Stated problem: Extract the data exactly, missing nothing.

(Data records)
#####
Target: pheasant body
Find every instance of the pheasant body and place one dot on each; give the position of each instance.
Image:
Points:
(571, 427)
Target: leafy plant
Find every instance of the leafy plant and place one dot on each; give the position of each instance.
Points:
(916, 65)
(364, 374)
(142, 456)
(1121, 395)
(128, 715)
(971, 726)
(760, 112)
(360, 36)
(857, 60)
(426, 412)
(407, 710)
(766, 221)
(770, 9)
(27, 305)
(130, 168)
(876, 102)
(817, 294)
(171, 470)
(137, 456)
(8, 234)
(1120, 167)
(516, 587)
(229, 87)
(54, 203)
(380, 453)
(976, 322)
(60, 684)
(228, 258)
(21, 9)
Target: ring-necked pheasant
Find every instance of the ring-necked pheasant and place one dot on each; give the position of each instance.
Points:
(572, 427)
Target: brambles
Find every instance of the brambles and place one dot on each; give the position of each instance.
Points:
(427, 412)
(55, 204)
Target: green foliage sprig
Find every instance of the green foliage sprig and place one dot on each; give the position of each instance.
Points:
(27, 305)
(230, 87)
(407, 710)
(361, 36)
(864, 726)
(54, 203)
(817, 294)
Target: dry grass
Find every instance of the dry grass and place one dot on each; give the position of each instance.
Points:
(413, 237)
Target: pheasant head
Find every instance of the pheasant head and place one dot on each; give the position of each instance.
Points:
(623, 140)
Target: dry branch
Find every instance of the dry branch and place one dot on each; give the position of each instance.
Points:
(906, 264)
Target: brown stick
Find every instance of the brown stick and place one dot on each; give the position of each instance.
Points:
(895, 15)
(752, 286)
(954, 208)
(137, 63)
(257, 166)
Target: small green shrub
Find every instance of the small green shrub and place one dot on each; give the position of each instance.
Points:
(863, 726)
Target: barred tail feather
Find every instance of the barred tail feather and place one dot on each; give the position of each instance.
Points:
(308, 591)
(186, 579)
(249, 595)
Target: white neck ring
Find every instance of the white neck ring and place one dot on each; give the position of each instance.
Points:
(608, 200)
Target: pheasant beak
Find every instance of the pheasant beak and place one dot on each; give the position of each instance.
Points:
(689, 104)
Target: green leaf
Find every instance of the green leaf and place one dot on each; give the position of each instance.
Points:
#####
Result:
Target: pheasant body
Find every instance of the pheasant body and place one dot on each; give the position of each instance.
Image:
Points:
(571, 427)
Target: leafy plant
Find every instance of the leafy plant and place one dot on each; give the position of each instance.
Points:
(916, 65)
(364, 374)
(142, 456)
(1121, 395)
(128, 715)
(971, 726)
(760, 112)
(360, 36)
(857, 60)
(426, 412)
(407, 710)
(766, 221)
(770, 9)
(27, 305)
(130, 168)
(876, 102)
(817, 294)
(171, 470)
(137, 456)
(8, 234)
(1120, 167)
(516, 587)
(229, 87)
(54, 203)
(380, 453)
(976, 322)
(60, 684)
(228, 258)
(21, 9)
Target: ring-necked pheasant
Find every instance of the ring-necked pheasant and place one dot on each; give the position of each instance.
Points:
(572, 427)
Target: brambles
Find every instance of the brambles and place one dot on each; give the position of each instance.
Points:
(427, 412)
(55, 204)
Target: green foliage sprig
Find every instance of the green foliage sprig and place one dot on each; give the position of each instance.
Points:
(27, 305)
(230, 87)
(407, 710)
(361, 36)
(864, 726)
(54, 203)
(817, 294)
Target: dry grass
Find every instance of the dry grass and place one dot on each; give the position of each instance.
Points:
(413, 237)
Target: pheasant head
Find every instance of the pheasant head and place one dot on each; give the position of each instance.
Points:
(623, 140)
Target: dry branch
Find every instance of the dry branch and place one dot on each; give the position of each instance.
Points:
(906, 264)
Target: brown stick
Find every instance of the brown stick and place one dot on each; give the position of each instance.
Points:
(895, 15)
(752, 286)
(954, 208)
(137, 63)
(257, 166)
Target: small green shrub
Find every instance of the small green shrub and place one dot on each; give the position of each instance.
Points:
(863, 726)
Target: barred tail feather
Find every instance of the barred tail feather and place one dot on each; give the position of each instance.
Points:
(308, 591)
(186, 579)
(249, 595)
Target: white neck ring
Find every instance of the white neck ring and place one dot on each; give the position of each instance.
Points:
(608, 200)
Target: pheasant beak
Find every instance of the pheasant beak and place one dot on each; give the position of each instance.
Points:
(689, 104)
Target: green leaf
Find every instance of the green leaf and place one dot on each; give the position of each instance.
Points:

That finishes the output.